** START Exercise material **

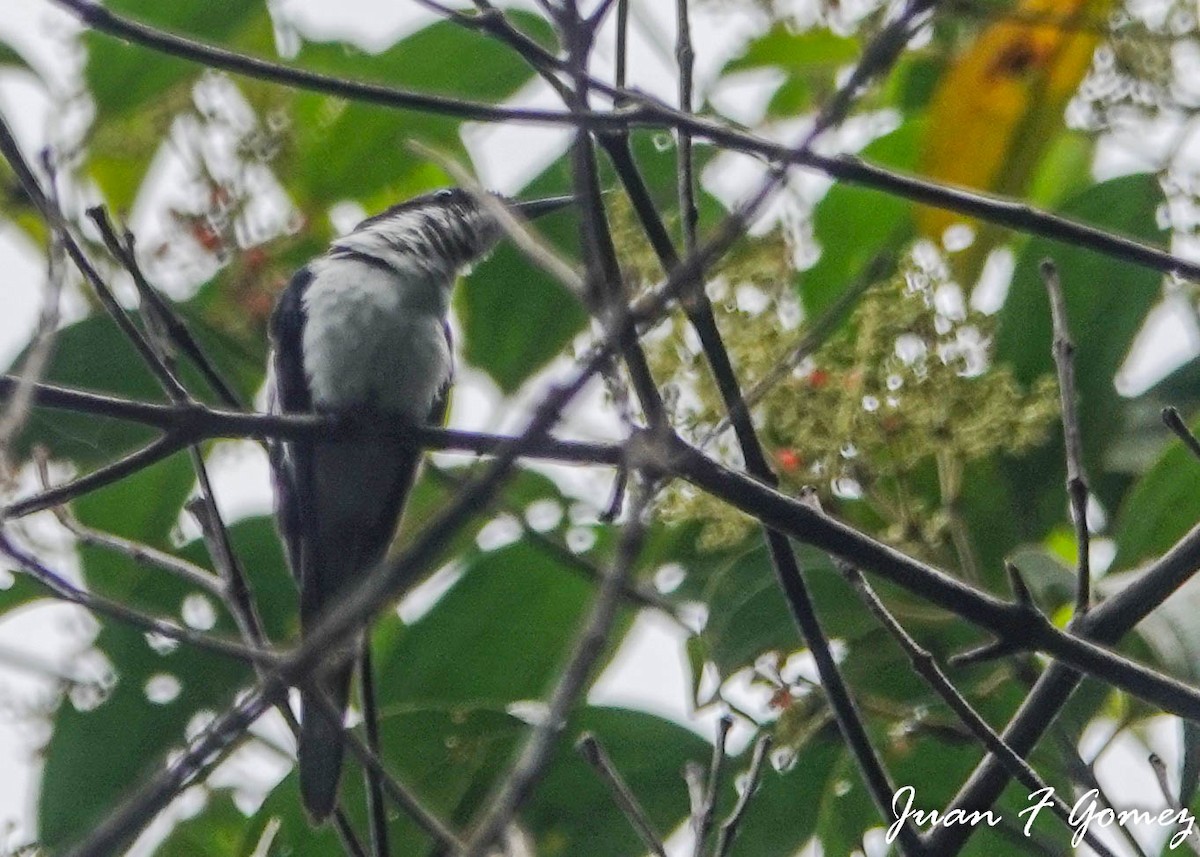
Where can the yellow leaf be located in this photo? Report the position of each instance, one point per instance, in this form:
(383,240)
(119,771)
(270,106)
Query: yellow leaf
(1000,105)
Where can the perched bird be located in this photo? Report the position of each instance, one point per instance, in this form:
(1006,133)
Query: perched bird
(363,329)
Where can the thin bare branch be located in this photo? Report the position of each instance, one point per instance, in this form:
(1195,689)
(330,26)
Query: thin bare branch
(1175,423)
(1159,768)
(138,552)
(1077,480)
(928,669)
(703,814)
(732,823)
(59,587)
(622,795)
(588,646)
(155,306)
(646,111)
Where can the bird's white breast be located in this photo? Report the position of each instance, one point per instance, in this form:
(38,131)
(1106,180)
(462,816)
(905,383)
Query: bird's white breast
(375,337)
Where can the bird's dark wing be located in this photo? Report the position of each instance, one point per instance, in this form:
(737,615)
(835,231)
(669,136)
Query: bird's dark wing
(359,490)
(291,462)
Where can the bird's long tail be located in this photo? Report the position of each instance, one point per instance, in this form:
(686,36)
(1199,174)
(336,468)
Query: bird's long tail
(321,748)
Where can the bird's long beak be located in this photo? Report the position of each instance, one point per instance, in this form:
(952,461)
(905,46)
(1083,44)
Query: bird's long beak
(532,209)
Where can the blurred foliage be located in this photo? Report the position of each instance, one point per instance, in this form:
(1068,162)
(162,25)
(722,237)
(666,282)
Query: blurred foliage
(927,414)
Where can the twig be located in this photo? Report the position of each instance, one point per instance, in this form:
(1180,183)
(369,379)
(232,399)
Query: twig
(1159,768)
(137,551)
(649,112)
(622,795)
(702,820)
(41,348)
(1084,775)
(222,735)
(1105,623)
(928,669)
(1011,622)
(159,309)
(1175,423)
(813,337)
(538,251)
(732,823)
(1077,481)
(588,646)
(53,216)
(637,593)
(377,814)
(685,58)
(61,588)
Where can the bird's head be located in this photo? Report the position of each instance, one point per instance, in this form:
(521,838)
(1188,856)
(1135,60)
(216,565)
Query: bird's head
(438,233)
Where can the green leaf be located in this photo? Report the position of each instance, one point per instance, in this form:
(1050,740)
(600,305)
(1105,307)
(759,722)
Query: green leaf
(1107,305)
(217,831)
(573,811)
(11,58)
(346,150)
(856,225)
(124,77)
(504,628)
(1161,507)
(449,757)
(90,354)
(797,52)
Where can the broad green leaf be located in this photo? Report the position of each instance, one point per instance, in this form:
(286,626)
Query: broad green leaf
(1107,305)
(448,756)
(217,831)
(498,636)
(1161,507)
(796,52)
(91,354)
(856,225)
(573,811)
(346,150)
(124,77)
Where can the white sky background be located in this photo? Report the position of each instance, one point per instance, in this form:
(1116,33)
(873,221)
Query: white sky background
(648,673)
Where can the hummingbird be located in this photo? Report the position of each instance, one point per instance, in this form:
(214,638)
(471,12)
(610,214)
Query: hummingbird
(363,330)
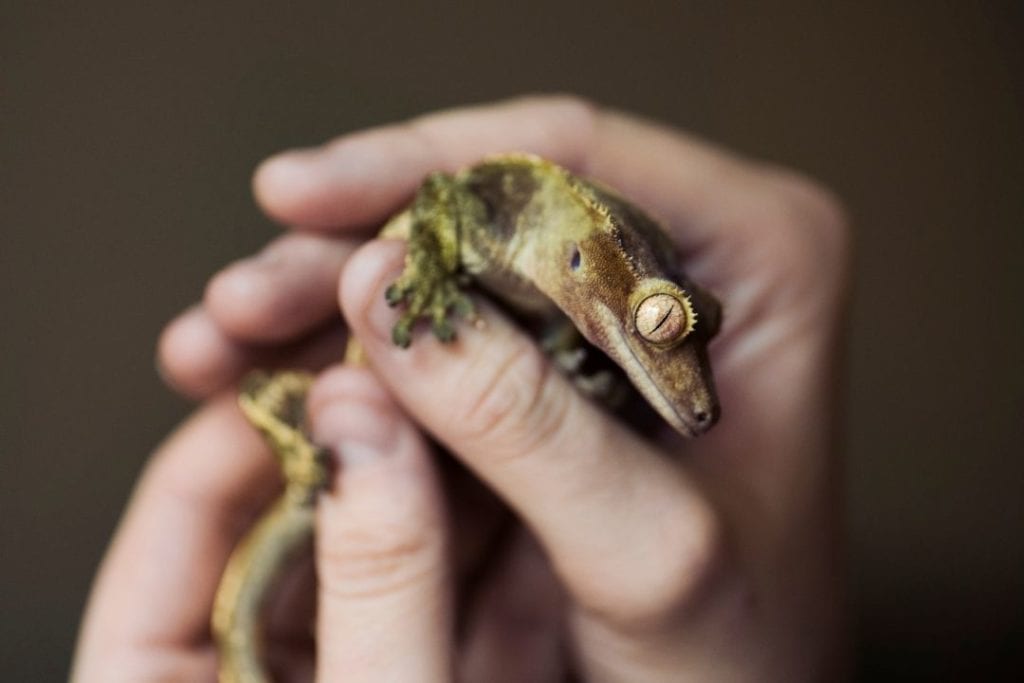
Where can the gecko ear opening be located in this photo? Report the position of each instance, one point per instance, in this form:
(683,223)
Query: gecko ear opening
(574,257)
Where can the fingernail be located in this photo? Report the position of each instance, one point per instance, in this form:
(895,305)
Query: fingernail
(358,432)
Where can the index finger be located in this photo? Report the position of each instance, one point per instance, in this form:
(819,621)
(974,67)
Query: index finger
(361,178)
(150,608)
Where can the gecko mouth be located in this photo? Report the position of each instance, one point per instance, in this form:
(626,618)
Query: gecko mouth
(648,387)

** END Exercise material **

→ **What the exercise asks**
Write out all of the lines above again, substituting "image" for every "photo" and keeping everything else the same. Omit the pictures.

→ **Result below**
Where can the yellow leaf be located in this image? Report the position of each instance, one point per instance, in this form:
(383,240)
(119,771)
(270,106)
Query: yellow leaf
(1000,105)
Where can the perched bird be located in this image? Report the position of each instance, one point per instance, in this form:
(1006,133)
Query: perched bird
(363,329)
Where can the thin bare branch be located in this image? Report the position of each instance, one point per instance, in this form:
(1195,689)
(330,26)
Query: thin bare branch
(1175,423)
(1159,768)
(138,552)
(1077,480)
(928,669)
(703,814)
(732,823)
(59,587)
(622,795)
(588,646)
(155,306)
(646,111)
Where can the bird's white breast be located in this image? Report the position of each instance, one point per instance, in this form:
(38,131)
(1106,180)
(462,816)
(905,383)
Query: bird's white breast
(375,337)
Where can the bird's dark wing be located in this image? Report the position of each instance, one point per instance, in this form:
(737,615)
(835,231)
(669,136)
Query: bird's dark wing
(359,490)
(291,462)
Where can the bird's long tail be located in this image? Report the position of each instance, one point per instance, in this form:
(686,36)
(1199,174)
(336,468)
Query: bird's long tail
(321,748)
Where can the bird's long beak be located in this image? Report the position of each instance, one point per instance, in this form:
(952,461)
(905,46)
(1083,44)
Query: bird's long beak
(532,209)
Where can the blurred foliage be located in this image? Report the position of each instance, one point per instance, in this form:
(1068,162)
(162,25)
(722,237)
(666,282)
Query: blurred foliage
(927,414)
Where can the twig be located in this image? Report the position of each instance, one point per instance, in this form:
(1180,183)
(369,379)
(232,399)
Query: twig
(1159,768)
(137,551)
(649,112)
(622,795)
(702,820)
(41,348)
(1084,775)
(222,735)
(1105,623)
(928,669)
(1011,622)
(159,309)
(1175,423)
(813,337)
(538,251)
(732,823)
(1077,481)
(588,646)
(53,216)
(637,593)
(377,814)
(685,58)
(61,588)
Where can the bird's head be located in this image? Report the position of each instance, one point per instance, in this form:
(521,838)
(1188,856)
(1135,60)
(216,565)
Query: bird's head
(438,233)
Where can the green leaf be located in this image? Report the position of each instance, one point per instance, in this form:
(1050,740)
(600,305)
(1105,307)
(759,722)
Query: green leaf
(1107,305)
(217,831)
(573,811)
(11,58)
(346,150)
(856,225)
(124,77)
(504,628)
(1161,507)
(449,757)
(90,354)
(797,52)
Where can the broad green leaf be located in this image? Report the position of each instance, one point per instance, in this form:
(286,626)
Query: broad green leaf
(1107,305)
(448,756)
(217,831)
(498,636)
(1161,507)
(796,52)
(91,354)
(856,225)
(573,811)
(346,150)
(124,77)
Where can the white sky background be located in this image? Report the position of each instance, one point per instance, in this form:
(1116,33)
(873,221)
Query: white sky background
(648,673)
Where can the hummingbird be located in this image? Report the position of each instance, one point per instance, in this form:
(214,638)
(471,12)
(610,214)
Query: hummingbird
(363,330)
Where can the gecko ear opening be located in this image? Report the position of each instance, one point per instance, in this form:
(683,223)
Query: gecko ear opening
(574,257)
Where can the fingernail be located in this image? Report the position of each instance, one point per instance, in this form:
(895,305)
Query: fingernail
(358,432)
Where can the index finger be located in this image? Report the position of each instance, one point per instance, in this form:
(819,621)
(974,67)
Query: index finger
(361,178)
(150,608)
Where can the gecko mouth be located in this image? Report the position of each instance, one point per instance, in this form:
(626,618)
Query: gecko mouth
(648,387)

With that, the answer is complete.